§ TEXT EXCERPT
__________

Suppose that Y is a normal variety such that its canonical class K_Y is Q-Cartier, and let f:X→Y be a resolution of the singularities of Y. Then

${\displaystyle \displaystyle K_{X}=f^{*}(K_{Y})+\sum _{i}a_{i}E_{i}}$ 

where the sum is over the irreducible exceptional divisors, and the a_i are rational numbers, called the discrepancies.

Then the singularities of Y are called:

terminal if a_i > 0 for all i

canonical if a_i ≥ 0 for all i

log terminal if a_i > −1 for all i

log canonical if a_i ≥ −1 for all i.

The singularities of a projective variety V are canonical if the variety is normal, some power of the canonical line bundle of the non-singular part of V extends to a line bundle on V, and V has the same plurigenera as any resolution of its singularities. V has canonical singularities if and only if it is a relative canonical model.

The singularities of a projective variety V are terminal if the variety is normal, some power of the canonical line bundle of the non-singular part of V extends to a line bundle on V, and V the pullback of any section of V^m vanishes along any codimension 1 component of the exceptional locus of a resolution of its singularities.

__________

§ EXERCISES
a) In the passage on singularities, what condition on the a_i makes the singularities of Y log terminal?
b) Reproduce the passage on singularities word for word, everything from "The singularities of a projective variety V are canonical" down to "relative canonical model.".

§ COLLECTED DATA

__________

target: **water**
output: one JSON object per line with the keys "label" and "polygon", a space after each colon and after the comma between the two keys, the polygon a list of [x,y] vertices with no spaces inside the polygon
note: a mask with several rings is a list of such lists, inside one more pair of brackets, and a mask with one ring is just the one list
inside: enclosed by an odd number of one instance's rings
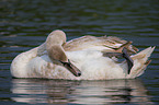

__________

§ SOLUTIONS TO THE PROBLEMS
a) a_i > −1 for all i

b)
The singularities of a projective variety V are canonical if the variety is normal, some power of the canonical line bundle of the non-singular part of V extends to a line bundle on V, and V has the same plurigenera as any resolution of its singularities. V has canonical singularities if and only if it is a relative canonical model.